> **Data for this exercise**:
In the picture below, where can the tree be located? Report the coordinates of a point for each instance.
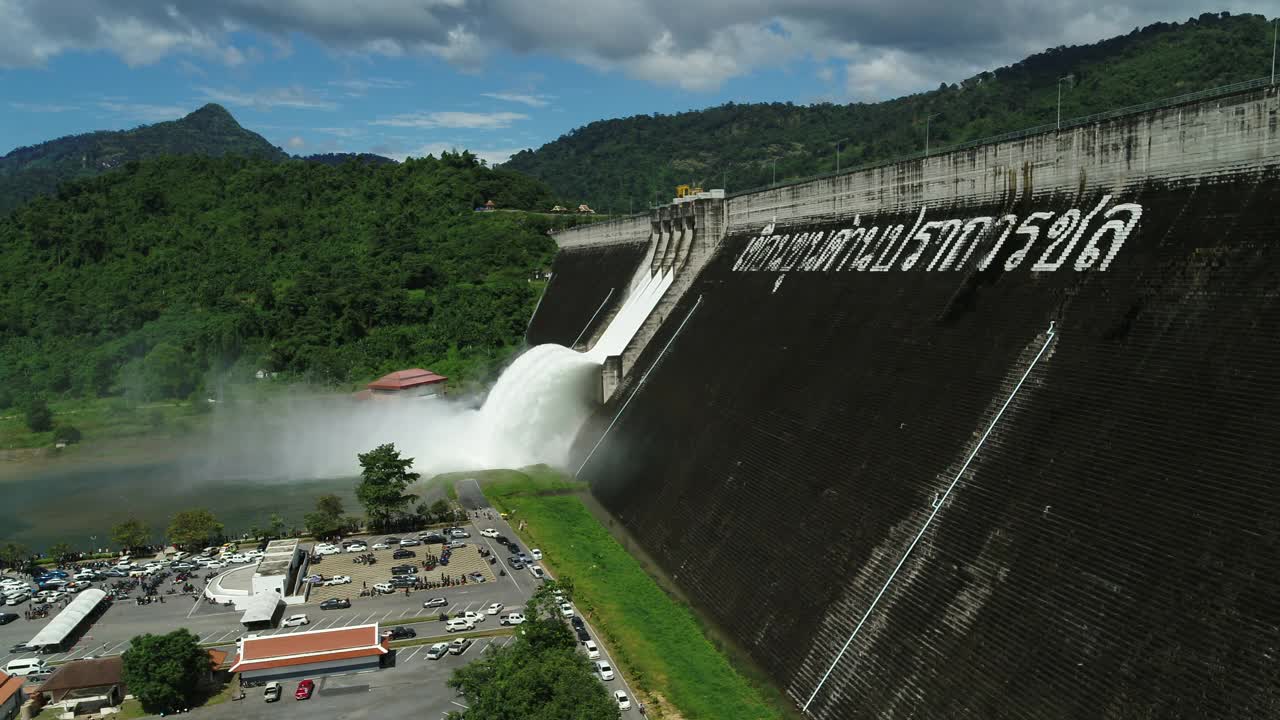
(167, 673)
(327, 520)
(277, 525)
(193, 528)
(14, 556)
(60, 551)
(40, 418)
(131, 533)
(383, 481)
(68, 434)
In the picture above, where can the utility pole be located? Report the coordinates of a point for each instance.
(1060, 99)
(927, 132)
(1275, 35)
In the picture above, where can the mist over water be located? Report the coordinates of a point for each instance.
(530, 415)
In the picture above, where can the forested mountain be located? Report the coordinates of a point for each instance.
(612, 163)
(151, 279)
(339, 158)
(39, 169)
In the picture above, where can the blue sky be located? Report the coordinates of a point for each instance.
(410, 77)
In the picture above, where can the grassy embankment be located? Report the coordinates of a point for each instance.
(658, 642)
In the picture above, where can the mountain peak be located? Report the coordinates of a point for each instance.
(211, 117)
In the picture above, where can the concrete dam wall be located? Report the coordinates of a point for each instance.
(1004, 450)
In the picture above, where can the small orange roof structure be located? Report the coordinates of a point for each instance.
(405, 379)
(305, 648)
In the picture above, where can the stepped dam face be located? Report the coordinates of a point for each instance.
(982, 455)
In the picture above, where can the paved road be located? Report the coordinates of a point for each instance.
(472, 499)
(112, 633)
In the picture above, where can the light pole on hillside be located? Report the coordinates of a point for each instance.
(927, 118)
(1060, 98)
(839, 142)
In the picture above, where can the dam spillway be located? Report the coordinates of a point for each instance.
(1109, 542)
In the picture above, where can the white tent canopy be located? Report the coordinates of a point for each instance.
(261, 607)
(65, 623)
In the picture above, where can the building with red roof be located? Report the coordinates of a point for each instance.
(306, 655)
(414, 382)
(10, 696)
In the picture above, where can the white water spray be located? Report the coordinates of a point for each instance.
(531, 415)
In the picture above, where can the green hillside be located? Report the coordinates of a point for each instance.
(151, 279)
(39, 169)
(636, 159)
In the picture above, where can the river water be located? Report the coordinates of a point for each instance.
(78, 502)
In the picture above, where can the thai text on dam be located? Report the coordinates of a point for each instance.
(1042, 241)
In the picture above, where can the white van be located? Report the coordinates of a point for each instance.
(26, 666)
(460, 624)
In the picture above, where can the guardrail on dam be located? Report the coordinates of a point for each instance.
(871, 461)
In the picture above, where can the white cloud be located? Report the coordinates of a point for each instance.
(490, 155)
(144, 112)
(448, 119)
(691, 45)
(42, 108)
(524, 99)
(295, 98)
(359, 87)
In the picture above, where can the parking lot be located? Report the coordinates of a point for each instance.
(462, 563)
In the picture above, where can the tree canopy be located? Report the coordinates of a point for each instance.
(131, 533)
(195, 528)
(159, 278)
(167, 673)
(629, 162)
(383, 479)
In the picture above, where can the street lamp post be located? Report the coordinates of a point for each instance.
(1060, 99)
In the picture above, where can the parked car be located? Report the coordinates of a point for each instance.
(400, 633)
(458, 624)
(437, 651)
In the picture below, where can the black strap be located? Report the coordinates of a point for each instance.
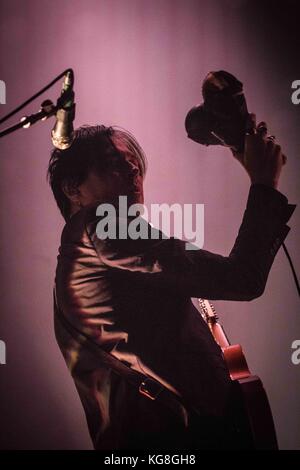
(146, 385)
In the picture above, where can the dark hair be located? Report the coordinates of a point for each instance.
(94, 147)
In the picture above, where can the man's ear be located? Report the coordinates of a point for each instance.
(71, 191)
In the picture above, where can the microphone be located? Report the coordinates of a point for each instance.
(63, 131)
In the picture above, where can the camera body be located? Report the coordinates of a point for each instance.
(222, 118)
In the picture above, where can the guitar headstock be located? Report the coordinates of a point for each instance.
(207, 311)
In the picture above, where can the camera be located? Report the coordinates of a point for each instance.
(222, 118)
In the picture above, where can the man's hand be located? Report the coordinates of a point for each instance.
(262, 158)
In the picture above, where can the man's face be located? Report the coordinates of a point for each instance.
(108, 187)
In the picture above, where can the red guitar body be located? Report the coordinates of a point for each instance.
(250, 407)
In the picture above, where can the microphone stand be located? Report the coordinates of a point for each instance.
(47, 110)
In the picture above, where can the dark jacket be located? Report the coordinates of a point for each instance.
(133, 297)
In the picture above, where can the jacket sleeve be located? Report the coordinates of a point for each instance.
(166, 264)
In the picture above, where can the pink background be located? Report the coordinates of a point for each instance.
(139, 64)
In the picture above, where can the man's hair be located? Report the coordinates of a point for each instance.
(93, 148)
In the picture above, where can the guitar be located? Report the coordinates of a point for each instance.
(251, 409)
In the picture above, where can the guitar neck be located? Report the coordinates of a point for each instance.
(208, 312)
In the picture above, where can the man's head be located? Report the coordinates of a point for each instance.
(101, 164)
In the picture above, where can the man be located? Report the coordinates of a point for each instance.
(133, 297)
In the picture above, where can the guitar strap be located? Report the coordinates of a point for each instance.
(147, 386)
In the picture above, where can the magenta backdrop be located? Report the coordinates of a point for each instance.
(138, 64)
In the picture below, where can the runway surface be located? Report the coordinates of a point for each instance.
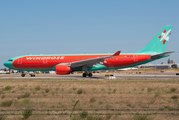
(95, 76)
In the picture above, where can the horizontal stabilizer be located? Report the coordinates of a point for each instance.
(160, 55)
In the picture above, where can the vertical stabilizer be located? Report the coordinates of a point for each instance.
(159, 42)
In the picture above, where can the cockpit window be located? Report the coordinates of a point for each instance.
(10, 60)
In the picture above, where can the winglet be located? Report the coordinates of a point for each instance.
(117, 53)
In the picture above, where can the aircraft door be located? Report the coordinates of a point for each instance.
(135, 57)
(20, 61)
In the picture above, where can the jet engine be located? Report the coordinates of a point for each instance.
(63, 69)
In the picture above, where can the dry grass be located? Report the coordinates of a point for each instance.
(92, 94)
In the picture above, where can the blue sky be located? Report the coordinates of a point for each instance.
(81, 26)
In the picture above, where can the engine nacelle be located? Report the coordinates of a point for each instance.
(63, 69)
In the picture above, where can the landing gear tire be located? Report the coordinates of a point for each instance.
(84, 74)
(23, 75)
(90, 74)
(32, 75)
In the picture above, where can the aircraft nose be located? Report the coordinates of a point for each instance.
(8, 64)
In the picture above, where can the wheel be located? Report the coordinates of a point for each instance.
(23, 75)
(32, 75)
(84, 74)
(90, 74)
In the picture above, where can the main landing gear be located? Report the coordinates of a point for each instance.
(23, 74)
(85, 74)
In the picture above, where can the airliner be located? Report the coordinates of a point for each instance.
(65, 64)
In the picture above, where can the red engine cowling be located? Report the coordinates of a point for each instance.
(63, 69)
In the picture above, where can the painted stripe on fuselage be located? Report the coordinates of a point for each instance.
(38, 63)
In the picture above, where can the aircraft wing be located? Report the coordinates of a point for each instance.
(91, 62)
(160, 55)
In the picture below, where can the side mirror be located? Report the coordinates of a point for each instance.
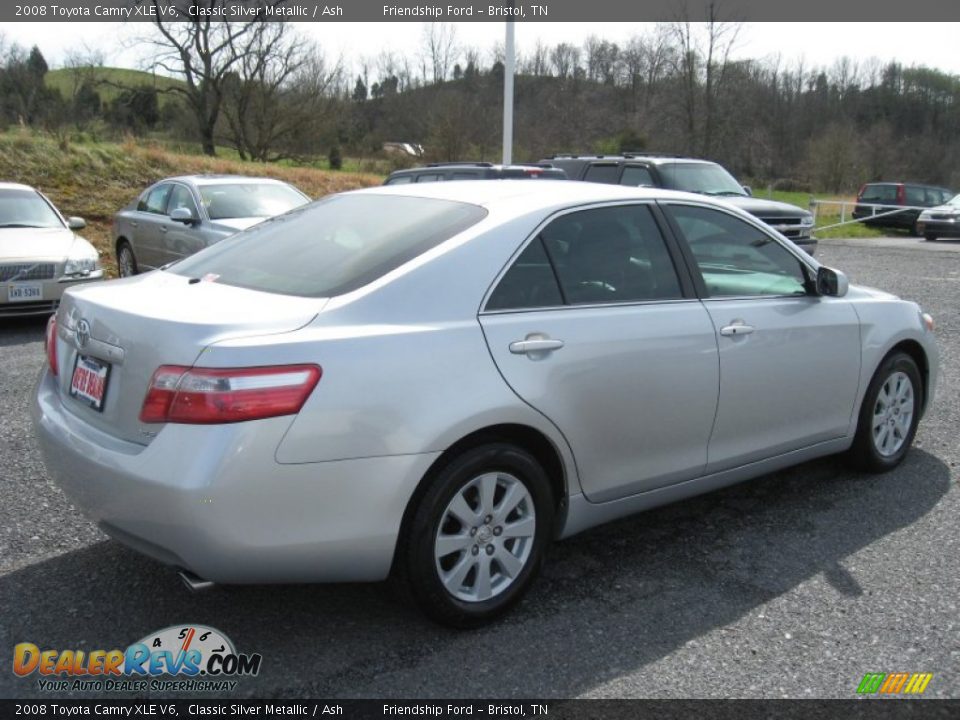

> **Exercise task**: Change every "Report the coordinates" in all the lines above to "Give the coordinates", leaving the rest of each line unchanged. Write the lines out again without the pictures.

> **Correct answer**:
In the picture below, where can the tree be located? Give the coordinates of a point for each instance.
(167, 673)
(327, 520)
(277, 525)
(193, 528)
(14, 556)
(60, 551)
(40, 418)
(131, 533)
(383, 481)
(68, 434)
In the picture above, where can the utility pole be located? Give the coordinates of a point for each instance.
(1060, 99)
(927, 132)
(1275, 35)
In the picture above, where can the mist over water be located? Give the coordinates of a point for each instance.
(530, 415)
In the picture above, where can the forested mountain be located? Give the coordinates of a point for each instance.
(612, 163)
(151, 279)
(339, 158)
(39, 169)
In the picture above, where can the blue sky be located? Give the coordinates of a point for each instance.
(410, 77)
In the picture above, where can the grassy embankment be located? Give the coordinates of a point for each instance.
(658, 642)
In the picture above, where can the mountain peak be located? Give the coordinates of a point for each instance.
(211, 117)
In the picture above, where can the concrete dam wall be located? Give the coordinates of a point for each instance.
(1004, 450)
In the picture above, where can the small orange roof structure be located? Give the coordinates of a point for each instance.
(405, 379)
(305, 648)
In the picture above, where can the stepped dam face be located? Give the coordinates of a point for each instance.
(982, 455)
In the picture above, where can the paved road be located? Give the coordinates of a point for each instance.
(472, 499)
(112, 633)
In the picture above, where can the light pole on hillside be located? Give the coordinates of a point for each instance.
(927, 118)
(1060, 98)
(839, 142)
In the picture above, where can the dam spillway be located? Give the coordinates of a point for each instance.
(1109, 542)
In the picture above, where can the white tent canopy be located? Give the coordinates of a point for each instance.
(261, 607)
(65, 623)
In the picture above, where can the building with red roof be located? Give the coordinates of a point for each instance.
(306, 655)
(414, 382)
(10, 696)
In the picture above, where can the white water spray be located? Give the coordinates of a point for each instance.
(531, 415)
In the picture above, where can the green hillside be located? Give the coordinates of a point for each instance.
(151, 279)
(39, 169)
(636, 159)
In the picture above, where can the river water be located? Give the coordinates of a point for each instance.
(78, 502)
In the picture above, where can the thai text on dam be located? Give the coordinates of a point for each instance.
(1042, 241)
In the picture above, where can the white van be located? Give the coordinates of a point for each instance.
(26, 666)
(460, 624)
In the picture above, where can the guardrail on dam be located? Give the coordinates of a point for each instance.
(871, 461)
In the picture above, where can the white cloud be located? Give the coordinates of a point for each instance.
(490, 155)
(144, 112)
(448, 119)
(691, 45)
(42, 108)
(524, 99)
(295, 98)
(359, 87)
In the picture above, where can the parking lot be located? Give the coordinates of a point for each instance.
(462, 563)
In the picture above, where can the tree canopy be located? Give the coordinates of a point for each instance.
(131, 533)
(195, 528)
(159, 278)
(167, 673)
(629, 162)
(383, 479)
In the picture above, where can the street lamp post be located? Give the coordinates of a point for each instance.
(1060, 99)
In the picture above, where can the parked car be located? Give the coordinates of a point for each instance.
(400, 633)
(458, 624)
(437, 651)
In the picture below, where can the black strap be located? Give the coordinates of a point for each instance.
(146, 385)
In the picture above, where can the dark hair be located? Give the coordinates of a point for each instance.
(94, 147)
In the picture above, where can the man's ear be located? Give the coordinates of a point for each instance.
(71, 191)
In the picture above, where can the microphone be located? Give the coordinates of a point for each instance.
(63, 131)
In the picture above, where can the camera body be located? Give the coordinates of a point for each instance.
(222, 118)
In the picture above, where can the guitar headstock be located? Give the coordinates of a point for each instance.
(207, 311)
In the picture above, where can the camera be located? Give the coordinates of a point for each instance.
(222, 118)
In the picture above, where can the man's hand be located? Give the coordinates of a point for each instance.
(262, 158)
In the picture above, where can the man's face be located? Give the coordinates of a point for each instance.
(108, 187)
In the picture above, where can the red guitar body be located? Give the coordinates of a point for each instance.
(250, 407)
In the picture above, where can the microphone stand be located? Give the coordinates of a point for each instance.
(47, 110)
In the picture above, where can the dark jacket be located? Give the coordinates of a point for each instance.
(133, 297)
In the picture above, where can the jacket sleeve be located? Give the coordinates of a point for each instance.
(166, 264)
In the picture above, where can the pink background be located? Give the coordinates of a point for each instance.
(139, 64)
In the picture above, where can the man's hair be located? Give the coordinates of a point for each instance.
(93, 148)
In the picture above, where can the guitar be located? Give the coordinates of a point for each instance.
(251, 409)
In the picture above, where can the guitar neck be located? Give the coordinates of a point for each instance.
(208, 312)
In the picture above, where can the man's head be located? Give the coordinates of a point for each instance.
(101, 164)
In the picture above, where can the man be located? Give the coordinates of a point for each instance.
(133, 297)
In the picture above, where can the guitar strap be located? Give the coordinates of a point for each instance.
(147, 386)
In the picture above, where can the magenta backdrop be located? Give the coordinates of a point for each instance.
(138, 64)
In the picture below, where can the runway surface be located? Give the coordinates of a point for each instance.
(95, 76)
In the picture above, where can the horizontal stabilizer be located? Give the coordinates of a point for each instance.
(160, 55)
In the picture above, where can the vertical stabilizer be located? Give the coordinates of a point for each instance.
(159, 42)
In the picture above, where can the cockpit window be located? Give the coordinates of a point for each instance.
(10, 60)
In the picture above, where can the winglet be located? Give the coordinates of a point for each instance.
(117, 53)
In the picture above, where can the aircraft door be located? Give the coordinates of a point for each instance.
(135, 57)
(20, 61)
In the picture above, where can the jet engine be located? Give the coordinates of a point for each instance.
(63, 69)
In the picture above, where can the dry grass be located? Give the coordinates of a point for each instance.
(92, 94)
In the picture above, where can the blue sky be located? Give the coordinates of a point for each instance.
(81, 26)
In the picture above, where can the engine nacelle be located? Give the coordinates of a point for each instance.
(63, 69)
In the picture above, where can the landing gear tire be located? Give the coordinates of a point for each instance.
(84, 74)
(23, 75)
(90, 74)
(32, 75)
In the picture above, where can the aircraft nose be located? Give the coordinates of a point for each instance.
(8, 64)
In the picture above, where can the wheel be located? Give the coordinates of a point for each instance.
(23, 75)
(32, 75)
(84, 74)
(90, 74)
In the picture above, where can the main landing gear be located? Give the coordinates of a point for each instance.
(23, 74)
(85, 74)
In the picture above, where can the airliner be located? Give the coordinates of a point for each instance.
(65, 64)
In the picture above, where can the red engine cowling be located? Give the coordinates of a point for each instance.
(63, 69)
In the picture above, where can the painted stripe on fuselage be located? Give the coordinates of a point for each instance.
(38, 63)
In the picture above, where can the aircraft wing be located? Give the coordinates of a point for each instance.
(91, 62)
(160, 55)
In the picture below, where can the side mirror be located? Give the coordinates of a point for each instance.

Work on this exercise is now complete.